**GOAL OF THE EXERCISE**
Present every one of the entries below as a numbered list, omitting any blank lines.

**Entries for bounding box labeling**
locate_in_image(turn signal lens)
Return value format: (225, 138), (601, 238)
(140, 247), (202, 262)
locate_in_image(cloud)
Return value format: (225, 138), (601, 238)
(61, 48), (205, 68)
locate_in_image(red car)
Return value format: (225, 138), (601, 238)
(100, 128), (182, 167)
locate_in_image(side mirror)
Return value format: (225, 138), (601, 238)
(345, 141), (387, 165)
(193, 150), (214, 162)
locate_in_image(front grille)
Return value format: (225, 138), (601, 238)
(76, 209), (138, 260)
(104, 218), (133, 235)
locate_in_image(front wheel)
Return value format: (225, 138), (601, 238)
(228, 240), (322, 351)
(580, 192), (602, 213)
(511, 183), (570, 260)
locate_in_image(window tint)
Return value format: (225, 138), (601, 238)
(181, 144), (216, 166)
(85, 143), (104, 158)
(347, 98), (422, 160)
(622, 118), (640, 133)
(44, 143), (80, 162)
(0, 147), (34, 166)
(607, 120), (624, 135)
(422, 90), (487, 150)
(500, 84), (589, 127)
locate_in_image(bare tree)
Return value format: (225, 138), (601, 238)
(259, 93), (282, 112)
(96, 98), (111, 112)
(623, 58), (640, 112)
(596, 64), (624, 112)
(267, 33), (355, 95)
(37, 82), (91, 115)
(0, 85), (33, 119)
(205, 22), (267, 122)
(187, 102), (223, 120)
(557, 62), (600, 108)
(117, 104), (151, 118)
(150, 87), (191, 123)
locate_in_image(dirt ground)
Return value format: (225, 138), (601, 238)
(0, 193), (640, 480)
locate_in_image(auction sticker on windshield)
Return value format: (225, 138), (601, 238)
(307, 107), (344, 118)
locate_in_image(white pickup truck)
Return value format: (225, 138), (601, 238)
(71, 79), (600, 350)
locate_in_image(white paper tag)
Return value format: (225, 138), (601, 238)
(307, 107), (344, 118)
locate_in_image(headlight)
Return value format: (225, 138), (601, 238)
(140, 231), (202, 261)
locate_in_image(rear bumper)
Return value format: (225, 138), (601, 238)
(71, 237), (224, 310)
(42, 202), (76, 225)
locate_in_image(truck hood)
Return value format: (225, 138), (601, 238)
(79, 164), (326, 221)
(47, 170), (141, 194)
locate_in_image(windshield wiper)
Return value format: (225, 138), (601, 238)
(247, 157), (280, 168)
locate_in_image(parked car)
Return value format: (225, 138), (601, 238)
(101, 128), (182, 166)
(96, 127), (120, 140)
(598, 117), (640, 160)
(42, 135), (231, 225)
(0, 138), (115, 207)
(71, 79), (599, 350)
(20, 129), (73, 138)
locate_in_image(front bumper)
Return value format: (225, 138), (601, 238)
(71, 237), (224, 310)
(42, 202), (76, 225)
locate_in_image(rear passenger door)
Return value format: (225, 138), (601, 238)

**FINISHED TASK**
1. locate_in_image(turn signal lens)
2. Return value format: (225, 138), (601, 238)
3. (140, 247), (202, 262)
4. locate_in_image(cloud)
5. Return value format: (225, 138), (601, 238)
6. (61, 48), (205, 68)
7. locate_in_image(red car)
8. Return value format: (225, 138), (601, 238)
9. (100, 128), (182, 167)
10. locate_in_image(side mirror)
11. Return value format: (225, 138), (601, 238)
12. (345, 141), (387, 165)
13. (193, 150), (214, 162)
14. locate_in_image(front grille)
15. Return value format: (225, 138), (601, 238)
16. (76, 209), (138, 260)
17. (104, 218), (133, 235)
18. locate_in_image(front wheel)
19. Return value format: (225, 138), (601, 238)
20. (228, 240), (322, 351)
21. (580, 192), (602, 213)
22. (511, 183), (570, 260)
23. locate_in_image(window tint)
24. Return value format: (225, 138), (601, 238)
25. (181, 144), (216, 166)
26. (85, 143), (104, 158)
27. (347, 98), (422, 160)
28. (622, 118), (640, 133)
29. (44, 143), (80, 162)
30. (0, 147), (34, 166)
31. (607, 120), (624, 135)
32. (422, 90), (487, 150)
33. (500, 84), (589, 127)
34. locate_in_image(bare tree)
35. Return value format: (225, 138), (601, 238)
36. (259, 93), (282, 112)
37. (96, 98), (111, 112)
38. (623, 58), (640, 112)
39. (596, 64), (624, 112)
40. (267, 33), (355, 95)
41. (37, 82), (91, 115)
42. (0, 85), (33, 119)
43. (205, 22), (267, 122)
44. (187, 102), (223, 120)
45. (557, 62), (600, 108)
46. (117, 104), (151, 118)
47. (150, 87), (191, 123)
48. locate_in_image(dirt ground)
49. Return value format: (225, 138), (601, 238)
50. (0, 193), (640, 480)
51. locate_in_image(auction sticker on windshield)
52. Return value format: (225, 138), (601, 238)
53. (307, 107), (344, 118)
54. locate_in_image(white pickup truck)
55. Return value format: (225, 138), (601, 238)
56. (71, 79), (600, 350)
57. locate_in_image(white paper tag)
58. Return value format: (225, 138), (601, 238)
59. (307, 107), (344, 118)
60. locate_in_image(headlight)
61. Return value format: (225, 138), (601, 238)
62. (140, 231), (202, 261)
63. locate_in_image(rear bumper)
64. Return value format: (225, 138), (601, 238)
65. (71, 237), (224, 310)
66. (42, 202), (76, 225)
67. locate_in_image(truck hood)
68. Return value format: (225, 138), (601, 238)
69. (79, 164), (326, 221)
70. (47, 170), (141, 194)
71. locate_in_image(windshield wiper)
72. Return value format: (225, 138), (601, 238)
73. (247, 157), (280, 168)
74. locate_in_image(parked car)
75. Return value format: (225, 138), (601, 238)
76. (101, 128), (182, 166)
77. (96, 127), (120, 140)
78. (598, 117), (640, 160)
79. (42, 135), (231, 225)
80. (0, 138), (115, 207)
81. (71, 79), (599, 350)
82. (20, 129), (73, 138)
83. locate_in_image(front bumper)
84. Return value format: (225, 138), (601, 238)
85. (71, 237), (224, 310)
86. (42, 202), (76, 225)
87. locate_in_image(rear passenger door)
88. Return value format: (225, 138), (601, 238)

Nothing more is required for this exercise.